> **PROBLEM TO SOLVE**:
In the news roundup, how old was Mangosothu Buthelezi when he died?

──────── EXCERPTED PASSAGE ────────

- Vanity Fair has a story from author and journalist James David Robenalt on the upcoming book by and revelations from former Secret Service agent Paul Landis, who claims that he found another bullet lodged loosely in the seat behind President John F. Kennedy and Jackie Kennedy right after the President’s body was removed from the car. The implication, if we accept this story, is that there was a second shooter. It’s a long story, and I think Robenalt doth protest too much, but he’s also arguing against 60 years of government reports and denials.
- The Daily Beast explains how Barstool built up its audience and social media presence by using burner accounts to avoid DMCA-related suspensions of their actual accounts.
- The affirmative action policy you haven’t heard about: With enrollment of boys declining at colleges across the country, many have been finding ways to tip the scales in favor of male applicants. Weird that I don’t hear any protests from the right about this. It’s a mystery!
- The Zulu prince and South African politician Mangosothu Buthelezi died last week at age 95. The BBC looks at his lengthy and complicated legacy. He served as president of one of the country’s “Bantustans,” puppet states within South Africa that claimed to give autonomy to Black citizens living under apartheid, then allied with the African National Congress in the fight for equality, only to split with the ANC over whether armed action was necessary or whether to ask for international sanctions.
- Georgia the state is trying to become less democratic than Georgia the country, as they’ve made protests over the Cop City development a felony. I think this is a 1A violation, but I’m obviously not a lawyer.
- Charles S. Pierce weighs in on how Clarence and Ginni Thomas are making a mockery of our democratic system.

──────── INFORMATION SUPPLIED ────────

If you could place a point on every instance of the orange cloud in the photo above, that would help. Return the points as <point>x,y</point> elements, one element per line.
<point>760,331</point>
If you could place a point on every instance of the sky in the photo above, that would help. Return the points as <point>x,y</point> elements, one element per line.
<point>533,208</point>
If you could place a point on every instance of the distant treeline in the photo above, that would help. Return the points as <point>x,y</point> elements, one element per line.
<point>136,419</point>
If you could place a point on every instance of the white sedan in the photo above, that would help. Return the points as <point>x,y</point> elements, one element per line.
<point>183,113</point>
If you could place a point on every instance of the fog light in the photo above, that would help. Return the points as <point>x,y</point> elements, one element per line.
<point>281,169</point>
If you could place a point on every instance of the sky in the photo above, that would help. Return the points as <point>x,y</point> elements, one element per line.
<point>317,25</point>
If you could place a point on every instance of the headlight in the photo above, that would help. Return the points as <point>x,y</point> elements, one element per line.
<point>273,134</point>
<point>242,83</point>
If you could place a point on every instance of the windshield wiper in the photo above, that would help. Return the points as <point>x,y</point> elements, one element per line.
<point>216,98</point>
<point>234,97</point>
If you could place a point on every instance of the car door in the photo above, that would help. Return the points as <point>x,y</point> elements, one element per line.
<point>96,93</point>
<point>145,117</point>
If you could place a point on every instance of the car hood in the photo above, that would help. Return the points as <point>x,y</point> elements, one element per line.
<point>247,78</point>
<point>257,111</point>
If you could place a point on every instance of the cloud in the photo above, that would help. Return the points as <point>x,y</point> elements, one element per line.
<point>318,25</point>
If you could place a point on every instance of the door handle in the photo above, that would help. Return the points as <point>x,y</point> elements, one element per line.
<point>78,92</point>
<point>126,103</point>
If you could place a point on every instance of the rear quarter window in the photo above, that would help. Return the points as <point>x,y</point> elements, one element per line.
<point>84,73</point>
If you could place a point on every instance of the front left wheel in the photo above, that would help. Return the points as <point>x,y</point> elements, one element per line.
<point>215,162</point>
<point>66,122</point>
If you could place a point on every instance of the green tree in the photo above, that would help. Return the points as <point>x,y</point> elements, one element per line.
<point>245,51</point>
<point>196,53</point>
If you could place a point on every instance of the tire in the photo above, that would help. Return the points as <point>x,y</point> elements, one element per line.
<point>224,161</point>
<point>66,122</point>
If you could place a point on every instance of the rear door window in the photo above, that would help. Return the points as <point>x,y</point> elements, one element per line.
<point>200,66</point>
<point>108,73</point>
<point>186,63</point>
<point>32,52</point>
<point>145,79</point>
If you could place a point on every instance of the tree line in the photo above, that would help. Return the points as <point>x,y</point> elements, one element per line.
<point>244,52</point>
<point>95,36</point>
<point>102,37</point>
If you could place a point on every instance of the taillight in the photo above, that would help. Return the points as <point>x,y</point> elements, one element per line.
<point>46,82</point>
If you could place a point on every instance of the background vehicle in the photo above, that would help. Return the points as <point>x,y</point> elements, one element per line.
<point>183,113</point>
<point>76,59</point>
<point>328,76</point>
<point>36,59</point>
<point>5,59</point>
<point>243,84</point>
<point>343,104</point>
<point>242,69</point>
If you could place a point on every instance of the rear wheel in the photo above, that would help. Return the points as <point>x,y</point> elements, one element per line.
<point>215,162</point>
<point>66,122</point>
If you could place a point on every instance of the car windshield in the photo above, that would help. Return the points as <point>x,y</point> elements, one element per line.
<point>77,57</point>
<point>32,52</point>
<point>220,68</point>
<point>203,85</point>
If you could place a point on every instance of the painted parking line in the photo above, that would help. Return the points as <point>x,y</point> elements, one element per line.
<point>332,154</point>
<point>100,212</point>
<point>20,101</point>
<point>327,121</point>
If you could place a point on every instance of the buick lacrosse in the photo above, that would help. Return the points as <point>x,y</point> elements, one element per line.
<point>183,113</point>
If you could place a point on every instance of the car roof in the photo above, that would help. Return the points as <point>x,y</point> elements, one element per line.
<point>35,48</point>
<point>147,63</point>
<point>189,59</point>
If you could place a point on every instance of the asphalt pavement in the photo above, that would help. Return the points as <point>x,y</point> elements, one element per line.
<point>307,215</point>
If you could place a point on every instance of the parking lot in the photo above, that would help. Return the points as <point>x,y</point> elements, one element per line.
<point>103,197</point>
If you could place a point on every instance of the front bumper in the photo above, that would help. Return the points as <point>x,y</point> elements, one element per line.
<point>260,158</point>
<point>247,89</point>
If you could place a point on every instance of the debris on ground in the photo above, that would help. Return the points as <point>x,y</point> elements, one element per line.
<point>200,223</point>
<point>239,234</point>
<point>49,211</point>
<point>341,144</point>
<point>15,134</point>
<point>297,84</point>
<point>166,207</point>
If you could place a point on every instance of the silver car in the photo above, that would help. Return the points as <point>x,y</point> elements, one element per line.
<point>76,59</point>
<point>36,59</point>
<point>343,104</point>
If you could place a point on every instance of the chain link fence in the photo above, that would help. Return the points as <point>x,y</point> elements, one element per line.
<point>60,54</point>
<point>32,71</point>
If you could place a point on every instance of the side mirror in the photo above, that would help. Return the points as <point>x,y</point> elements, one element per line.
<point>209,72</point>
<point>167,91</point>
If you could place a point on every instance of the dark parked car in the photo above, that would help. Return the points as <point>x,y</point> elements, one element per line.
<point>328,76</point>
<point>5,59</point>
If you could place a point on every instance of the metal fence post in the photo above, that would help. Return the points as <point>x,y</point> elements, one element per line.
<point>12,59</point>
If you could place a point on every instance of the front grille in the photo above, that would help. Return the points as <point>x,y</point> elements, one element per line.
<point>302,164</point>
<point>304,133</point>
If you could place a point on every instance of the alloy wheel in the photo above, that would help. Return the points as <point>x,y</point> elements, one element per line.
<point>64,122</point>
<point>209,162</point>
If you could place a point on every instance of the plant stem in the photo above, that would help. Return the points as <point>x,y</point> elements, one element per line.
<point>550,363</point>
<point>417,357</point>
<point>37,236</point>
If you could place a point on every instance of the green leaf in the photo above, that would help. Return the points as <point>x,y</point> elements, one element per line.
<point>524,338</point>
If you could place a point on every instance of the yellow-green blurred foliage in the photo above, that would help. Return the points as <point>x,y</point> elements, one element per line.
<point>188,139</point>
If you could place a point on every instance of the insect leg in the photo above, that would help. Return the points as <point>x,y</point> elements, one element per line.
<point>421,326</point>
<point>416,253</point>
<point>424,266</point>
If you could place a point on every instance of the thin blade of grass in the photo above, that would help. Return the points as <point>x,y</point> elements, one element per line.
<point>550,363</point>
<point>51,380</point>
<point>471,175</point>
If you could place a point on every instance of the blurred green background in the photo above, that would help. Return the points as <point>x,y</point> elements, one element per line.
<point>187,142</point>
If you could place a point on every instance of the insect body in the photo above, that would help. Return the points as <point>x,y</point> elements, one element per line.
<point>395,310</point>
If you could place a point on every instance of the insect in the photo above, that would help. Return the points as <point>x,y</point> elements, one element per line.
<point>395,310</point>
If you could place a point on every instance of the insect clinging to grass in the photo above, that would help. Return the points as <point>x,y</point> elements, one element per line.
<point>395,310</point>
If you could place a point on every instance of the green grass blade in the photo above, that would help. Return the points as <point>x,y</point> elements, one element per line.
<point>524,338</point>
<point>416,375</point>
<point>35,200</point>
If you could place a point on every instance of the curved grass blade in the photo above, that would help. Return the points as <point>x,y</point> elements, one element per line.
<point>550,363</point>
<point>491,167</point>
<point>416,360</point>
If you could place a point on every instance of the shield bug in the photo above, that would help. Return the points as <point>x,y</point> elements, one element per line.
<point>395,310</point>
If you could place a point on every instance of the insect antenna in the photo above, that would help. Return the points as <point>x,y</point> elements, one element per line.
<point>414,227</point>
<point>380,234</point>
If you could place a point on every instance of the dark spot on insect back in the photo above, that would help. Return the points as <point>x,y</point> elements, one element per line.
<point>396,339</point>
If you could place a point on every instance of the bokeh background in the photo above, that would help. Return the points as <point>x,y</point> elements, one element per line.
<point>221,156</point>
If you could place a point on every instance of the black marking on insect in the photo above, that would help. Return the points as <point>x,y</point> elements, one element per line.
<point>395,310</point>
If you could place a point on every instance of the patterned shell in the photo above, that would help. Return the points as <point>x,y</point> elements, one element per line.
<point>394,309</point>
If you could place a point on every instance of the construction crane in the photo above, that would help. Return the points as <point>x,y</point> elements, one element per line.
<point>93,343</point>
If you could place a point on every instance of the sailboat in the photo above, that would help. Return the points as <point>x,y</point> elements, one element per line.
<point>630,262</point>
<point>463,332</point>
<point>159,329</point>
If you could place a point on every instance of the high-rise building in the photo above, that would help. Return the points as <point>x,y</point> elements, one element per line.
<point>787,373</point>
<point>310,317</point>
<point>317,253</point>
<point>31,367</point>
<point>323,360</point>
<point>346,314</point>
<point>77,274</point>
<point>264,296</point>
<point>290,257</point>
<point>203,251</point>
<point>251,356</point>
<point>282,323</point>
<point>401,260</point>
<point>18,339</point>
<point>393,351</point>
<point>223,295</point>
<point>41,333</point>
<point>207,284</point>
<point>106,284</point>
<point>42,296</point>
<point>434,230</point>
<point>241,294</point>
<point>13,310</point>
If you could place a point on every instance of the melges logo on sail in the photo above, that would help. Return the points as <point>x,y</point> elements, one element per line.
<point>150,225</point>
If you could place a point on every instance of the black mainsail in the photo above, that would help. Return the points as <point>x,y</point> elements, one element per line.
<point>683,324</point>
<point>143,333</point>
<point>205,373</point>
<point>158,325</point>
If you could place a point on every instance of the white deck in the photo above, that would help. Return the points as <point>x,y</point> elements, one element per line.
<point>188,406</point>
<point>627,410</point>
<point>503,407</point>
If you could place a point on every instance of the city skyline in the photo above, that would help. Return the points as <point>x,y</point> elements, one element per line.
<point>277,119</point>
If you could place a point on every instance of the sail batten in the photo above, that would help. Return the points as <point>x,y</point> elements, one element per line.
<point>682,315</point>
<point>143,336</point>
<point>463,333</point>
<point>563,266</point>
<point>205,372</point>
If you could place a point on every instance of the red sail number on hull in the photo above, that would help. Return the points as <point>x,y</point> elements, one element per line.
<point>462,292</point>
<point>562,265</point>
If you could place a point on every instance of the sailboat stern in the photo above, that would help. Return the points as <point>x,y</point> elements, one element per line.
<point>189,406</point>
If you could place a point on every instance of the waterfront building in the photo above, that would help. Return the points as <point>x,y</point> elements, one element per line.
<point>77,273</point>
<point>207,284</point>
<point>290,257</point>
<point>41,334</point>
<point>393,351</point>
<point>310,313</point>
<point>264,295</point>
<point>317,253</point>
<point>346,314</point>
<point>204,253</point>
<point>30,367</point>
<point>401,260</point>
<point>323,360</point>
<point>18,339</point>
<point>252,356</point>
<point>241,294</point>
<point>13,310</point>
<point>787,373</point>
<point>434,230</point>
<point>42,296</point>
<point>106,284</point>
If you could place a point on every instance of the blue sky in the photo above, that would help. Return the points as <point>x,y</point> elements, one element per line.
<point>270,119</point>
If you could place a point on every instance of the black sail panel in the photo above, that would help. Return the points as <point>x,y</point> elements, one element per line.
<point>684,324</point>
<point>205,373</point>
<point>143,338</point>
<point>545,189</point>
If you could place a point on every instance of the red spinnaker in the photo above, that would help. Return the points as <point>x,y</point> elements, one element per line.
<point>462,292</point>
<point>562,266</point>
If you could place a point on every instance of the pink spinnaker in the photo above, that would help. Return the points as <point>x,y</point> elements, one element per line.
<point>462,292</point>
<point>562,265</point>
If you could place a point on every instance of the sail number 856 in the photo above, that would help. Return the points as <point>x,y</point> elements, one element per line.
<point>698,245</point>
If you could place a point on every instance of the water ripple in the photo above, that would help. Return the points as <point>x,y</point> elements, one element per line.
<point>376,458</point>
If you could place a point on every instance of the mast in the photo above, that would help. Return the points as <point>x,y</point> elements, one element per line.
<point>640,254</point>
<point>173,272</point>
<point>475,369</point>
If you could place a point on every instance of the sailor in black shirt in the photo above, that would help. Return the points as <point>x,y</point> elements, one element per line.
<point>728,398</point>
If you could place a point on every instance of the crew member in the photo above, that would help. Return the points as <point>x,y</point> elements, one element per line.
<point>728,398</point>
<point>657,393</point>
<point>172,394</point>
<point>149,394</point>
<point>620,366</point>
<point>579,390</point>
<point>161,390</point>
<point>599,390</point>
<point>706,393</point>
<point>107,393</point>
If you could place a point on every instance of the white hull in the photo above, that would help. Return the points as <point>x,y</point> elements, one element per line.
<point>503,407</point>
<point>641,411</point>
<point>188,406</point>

────────

> **SOLUTION TO THIS PROBLEM**:
He was 95.